Start of Text section
Landing Light
- Author: Don Paterson
- Language: English
- Genre: Poetry
- Published: 27 June 2006
- Publisher: Graywolf Press
- Pages: 88 pp
- Awards: T. S. Eliot Prize (2003) Whitbread Poetry Award (2003)
- ISBN: 978-1555974473

= Landing Light (book) =

Don Paterson's third book of poems (2003)

Landing Light is Scottish author Don Paterson's third collection of poems. After its publication in 2003 by Faber & Faber, it was awarded both the Whitbread Poetry Award and the T. S. Eliot Prize.

== Background ==

In Landing Light, Don Paterson dedicates poems such as "The Thread" and "Walking with Russell" to his sons, Russell and Jamie. Within these poems, he shares his admiration for their eagerness to live and portrays parenthood as his rescue from hopelessness. He also dedicates a poem to his newly-wed friends.

== Contents ==
Landing Light is an 88 page book consisting of 38 free verse poems that range from 1 paragraph to 10 pages in length (i.e. "The Alexandrian Library, Part III"). The book contains multi-sectional narratives that turn memento mori and are painted with dark humor. In some of the poems, Paterson expresses appreciation for simple, yet meaningful moments in his life whilst struggling with his feelings and identity. For example, in "The Wreck" Paterson provides an affectionate and honest reflection of an intense breakup he had experienced before: "But what lovers we were, what lovers / even when it was all over- / the deadweight, bull-black wines we swung / toward each other rang and rang // like bells of blood, our own great hearts." Another example is "My Love", a poem explaining that lovers do not actually love one another, they only love the feeling of loving each other. He continues the poem to introspectively justify the idea with a trail of analyzations.
End of Text section
Start of Dataset rows
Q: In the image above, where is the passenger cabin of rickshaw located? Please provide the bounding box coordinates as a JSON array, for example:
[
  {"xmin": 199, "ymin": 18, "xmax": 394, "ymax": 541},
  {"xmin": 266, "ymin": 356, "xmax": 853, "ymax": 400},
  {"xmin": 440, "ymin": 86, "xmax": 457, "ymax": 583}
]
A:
End of Dataset rows
__What you will do__:
Please state how many poems the article on Landing Light says the book contains. The entries play no part in this.

__The reply__:
It contains 38 free verse poems.